Problem description →
Starting at the entry line that contains "Please trace the outline of every instance of the vertical" and continuing through the end of the entries below, write every line out again, requests included. Scale the coordinates in the answers by 2, rounding to whole numbers with halves going up.

Entries supplied →

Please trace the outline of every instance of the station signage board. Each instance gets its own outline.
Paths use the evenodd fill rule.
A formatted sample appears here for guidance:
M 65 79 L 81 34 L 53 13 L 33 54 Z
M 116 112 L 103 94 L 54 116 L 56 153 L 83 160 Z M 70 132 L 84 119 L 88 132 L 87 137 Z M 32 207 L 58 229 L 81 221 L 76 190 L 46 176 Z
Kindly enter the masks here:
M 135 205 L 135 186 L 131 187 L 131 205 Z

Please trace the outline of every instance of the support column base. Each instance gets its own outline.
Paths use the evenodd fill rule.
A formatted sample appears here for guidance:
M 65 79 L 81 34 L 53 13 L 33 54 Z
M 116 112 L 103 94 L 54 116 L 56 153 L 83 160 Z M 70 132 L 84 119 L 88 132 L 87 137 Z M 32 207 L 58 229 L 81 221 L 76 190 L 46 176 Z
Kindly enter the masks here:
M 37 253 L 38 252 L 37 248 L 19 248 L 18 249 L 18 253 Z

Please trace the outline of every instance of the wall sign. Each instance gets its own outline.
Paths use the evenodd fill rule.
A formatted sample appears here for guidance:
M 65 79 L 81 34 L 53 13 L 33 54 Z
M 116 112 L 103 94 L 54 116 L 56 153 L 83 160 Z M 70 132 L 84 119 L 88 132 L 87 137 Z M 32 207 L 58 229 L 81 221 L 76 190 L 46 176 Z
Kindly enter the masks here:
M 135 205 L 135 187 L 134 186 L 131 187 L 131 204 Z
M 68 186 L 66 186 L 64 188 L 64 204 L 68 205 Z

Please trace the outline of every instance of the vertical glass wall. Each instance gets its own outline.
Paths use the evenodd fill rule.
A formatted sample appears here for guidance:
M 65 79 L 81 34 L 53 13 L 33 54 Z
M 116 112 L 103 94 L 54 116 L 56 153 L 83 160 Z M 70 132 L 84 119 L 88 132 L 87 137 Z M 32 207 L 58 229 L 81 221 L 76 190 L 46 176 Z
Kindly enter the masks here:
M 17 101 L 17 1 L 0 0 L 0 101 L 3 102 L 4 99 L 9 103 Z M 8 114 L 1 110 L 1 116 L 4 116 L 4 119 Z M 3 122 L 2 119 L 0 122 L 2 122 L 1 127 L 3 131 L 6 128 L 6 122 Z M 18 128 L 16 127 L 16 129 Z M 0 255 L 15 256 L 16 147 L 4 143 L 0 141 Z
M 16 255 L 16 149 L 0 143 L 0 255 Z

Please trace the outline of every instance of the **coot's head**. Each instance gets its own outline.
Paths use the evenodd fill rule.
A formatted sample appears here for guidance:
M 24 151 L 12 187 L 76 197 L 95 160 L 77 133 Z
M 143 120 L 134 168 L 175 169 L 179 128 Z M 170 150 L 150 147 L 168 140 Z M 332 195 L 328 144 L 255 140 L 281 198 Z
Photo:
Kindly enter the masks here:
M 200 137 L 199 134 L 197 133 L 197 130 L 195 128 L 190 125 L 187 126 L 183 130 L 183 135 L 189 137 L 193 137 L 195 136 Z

Final result →
Please trace the outline of every instance of the vertical glass wall. Each instance gets its own outline.
Paths use the evenodd fill rule.
A formatted sample appears here for guidance:
M 65 79 L 81 34 L 53 13 L 33 54 Z
M 116 112 L 103 94 L 54 116 L 56 153 L 83 160 Z M 70 132 L 84 119 L 88 132 L 87 137 Z M 32 207 L 58 229 L 81 221 L 76 190 L 46 176 Z
Kindly enter the masks here:
M 34 202 L 34 2 L 0 0 L 0 202 L 6 204 L 8 198 L 18 206 Z M 16 228 L 2 220 L 2 232 L 8 232 L 8 238 Z M 6 244 L 4 238 L 0 244 L 4 244 L 2 254 L 6 262 L 12 256 L 12 244 Z M 36 256 L 32 254 L 32 258 Z M 0 510 L 30 512 L 32 294 L 8 286 L 0 282 Z
M 32 510 L 32 298 L 0 286 L 0 510 Z

Please trace the outline of every instance of the **coot's head**. Each instance gets its own outline.
Paths use the evenodd fill rule.
A formatted sample appears here for guidance:
M 24 151 L 12 187 L 76 197 L 95 160 L 77 133 Z
M 143 120 L 134 168 L 175 169 L 179 128 Z M 170 150 L 150 147 L 168 140 Z M 332 195 L 328 144 L 255 140 L 281 198 Z
Photo:
Kindly enter the masks here:
M 400 274 L 398 268 L 394 266 L 394 260 L 390 256 L 380 250 L 374 252 L 366 260 L 366 270 L 378 274 L 386 274 L 390 272 Z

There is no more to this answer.